How many lines in the rows below contain the word "glass", with case counting? Reply with the number alone.
::::::
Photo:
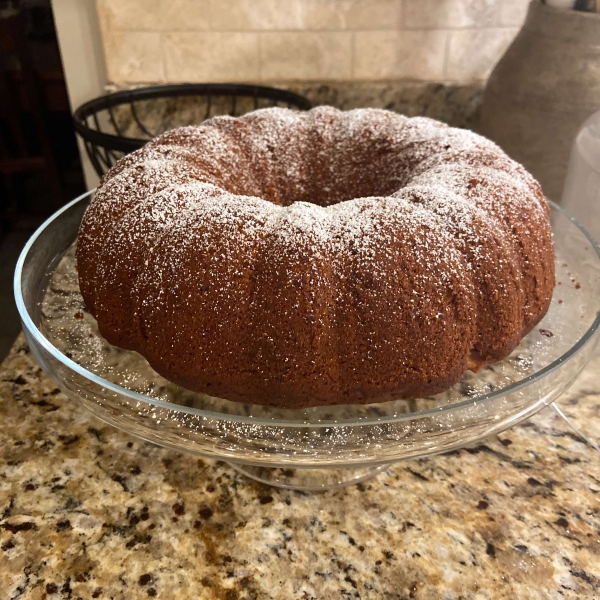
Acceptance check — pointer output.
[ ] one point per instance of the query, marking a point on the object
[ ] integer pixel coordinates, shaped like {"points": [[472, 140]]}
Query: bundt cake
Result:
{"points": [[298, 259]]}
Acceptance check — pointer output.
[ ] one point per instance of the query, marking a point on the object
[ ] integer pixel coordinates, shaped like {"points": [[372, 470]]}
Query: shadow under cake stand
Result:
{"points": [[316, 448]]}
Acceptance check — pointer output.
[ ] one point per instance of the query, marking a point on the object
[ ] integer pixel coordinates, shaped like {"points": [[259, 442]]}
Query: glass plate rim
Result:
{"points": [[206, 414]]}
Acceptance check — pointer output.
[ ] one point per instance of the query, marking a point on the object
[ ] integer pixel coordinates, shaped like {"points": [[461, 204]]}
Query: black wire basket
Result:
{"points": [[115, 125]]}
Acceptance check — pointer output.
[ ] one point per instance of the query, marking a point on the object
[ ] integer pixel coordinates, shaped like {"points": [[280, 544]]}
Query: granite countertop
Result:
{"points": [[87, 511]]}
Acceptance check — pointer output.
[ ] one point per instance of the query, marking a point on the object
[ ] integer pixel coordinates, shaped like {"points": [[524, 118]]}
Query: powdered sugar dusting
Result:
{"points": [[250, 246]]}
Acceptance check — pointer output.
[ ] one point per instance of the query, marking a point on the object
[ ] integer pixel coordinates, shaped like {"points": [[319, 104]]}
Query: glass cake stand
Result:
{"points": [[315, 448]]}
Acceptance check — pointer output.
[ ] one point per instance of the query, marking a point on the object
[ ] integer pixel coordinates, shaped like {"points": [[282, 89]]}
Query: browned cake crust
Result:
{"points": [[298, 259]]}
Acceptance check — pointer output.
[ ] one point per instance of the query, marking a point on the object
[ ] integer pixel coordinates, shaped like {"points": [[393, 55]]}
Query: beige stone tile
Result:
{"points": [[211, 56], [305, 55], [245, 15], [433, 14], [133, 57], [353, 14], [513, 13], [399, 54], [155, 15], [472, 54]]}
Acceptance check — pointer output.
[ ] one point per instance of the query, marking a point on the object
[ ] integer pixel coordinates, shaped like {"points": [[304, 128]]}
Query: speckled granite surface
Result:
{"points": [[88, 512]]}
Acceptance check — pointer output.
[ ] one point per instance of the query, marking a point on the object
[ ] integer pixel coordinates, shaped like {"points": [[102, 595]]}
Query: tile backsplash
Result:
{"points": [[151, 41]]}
::::::
● **EXERCISE ANSWER**
2